Render the data, from the line containing "Locate the hallway" through the end, as a two-column CSV with the headers text and points. Give one row per sentence of wording with the coordinates that follow it, and put each field in quotes with line breaks replaced by spaces.

########################################

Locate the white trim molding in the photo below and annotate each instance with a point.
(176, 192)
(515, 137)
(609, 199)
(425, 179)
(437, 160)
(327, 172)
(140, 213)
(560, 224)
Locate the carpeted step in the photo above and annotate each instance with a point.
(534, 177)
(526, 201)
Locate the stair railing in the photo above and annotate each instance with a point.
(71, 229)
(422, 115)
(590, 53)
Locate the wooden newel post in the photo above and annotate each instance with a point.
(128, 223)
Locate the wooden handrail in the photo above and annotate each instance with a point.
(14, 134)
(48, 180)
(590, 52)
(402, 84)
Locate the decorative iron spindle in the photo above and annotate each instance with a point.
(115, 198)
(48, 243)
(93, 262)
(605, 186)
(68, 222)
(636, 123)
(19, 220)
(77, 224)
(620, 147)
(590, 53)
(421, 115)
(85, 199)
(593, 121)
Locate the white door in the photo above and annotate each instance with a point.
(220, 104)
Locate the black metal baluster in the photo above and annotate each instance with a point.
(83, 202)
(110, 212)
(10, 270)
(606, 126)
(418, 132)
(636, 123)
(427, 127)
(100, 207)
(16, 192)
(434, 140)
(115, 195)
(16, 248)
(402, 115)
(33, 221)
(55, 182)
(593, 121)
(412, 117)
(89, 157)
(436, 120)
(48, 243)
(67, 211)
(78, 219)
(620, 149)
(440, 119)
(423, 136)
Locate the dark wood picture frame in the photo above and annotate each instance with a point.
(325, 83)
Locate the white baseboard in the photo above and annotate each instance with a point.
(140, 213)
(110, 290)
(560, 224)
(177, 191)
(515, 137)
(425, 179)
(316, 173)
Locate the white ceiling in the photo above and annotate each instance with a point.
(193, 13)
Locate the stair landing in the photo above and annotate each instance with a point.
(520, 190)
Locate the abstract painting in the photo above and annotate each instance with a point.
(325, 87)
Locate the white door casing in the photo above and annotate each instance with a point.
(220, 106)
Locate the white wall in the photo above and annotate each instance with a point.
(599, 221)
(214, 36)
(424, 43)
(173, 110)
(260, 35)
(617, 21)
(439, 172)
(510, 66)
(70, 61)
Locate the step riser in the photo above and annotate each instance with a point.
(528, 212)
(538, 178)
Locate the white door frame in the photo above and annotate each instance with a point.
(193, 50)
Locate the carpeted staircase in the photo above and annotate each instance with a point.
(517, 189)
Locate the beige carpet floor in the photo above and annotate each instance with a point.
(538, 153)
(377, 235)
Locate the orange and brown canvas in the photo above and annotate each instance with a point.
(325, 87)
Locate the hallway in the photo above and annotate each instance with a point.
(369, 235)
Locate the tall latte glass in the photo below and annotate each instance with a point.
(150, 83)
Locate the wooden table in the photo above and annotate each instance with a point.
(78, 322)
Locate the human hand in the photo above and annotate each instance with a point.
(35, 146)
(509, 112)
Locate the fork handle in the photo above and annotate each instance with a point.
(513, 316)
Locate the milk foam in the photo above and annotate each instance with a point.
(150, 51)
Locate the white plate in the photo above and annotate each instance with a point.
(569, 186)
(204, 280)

########################################

(Correct result)
text,points
"Locate the hallway in the photo above and annotate each instance with a point.","(369, 235)"
"Locate the tall latte glass in the photo below and annotate each instance with a point.","(150, 83)"
"Locate the wooden table in the photo above and annotate each instance with a point.","(78, 322)"
"Locate the human hand in the photo above and annotate each instance with a point.","(35, 146) (509, 112)"
"Locate the fork handle in the photo above and annotate each instance with a point.","(513, 316)"
"Locate the milk foam in the photo above and annotate each instance with a point.","(150, 51)"
"Locate the white plate in the photo above and annotate each instance with a point.","(569, 186) (204, 280)"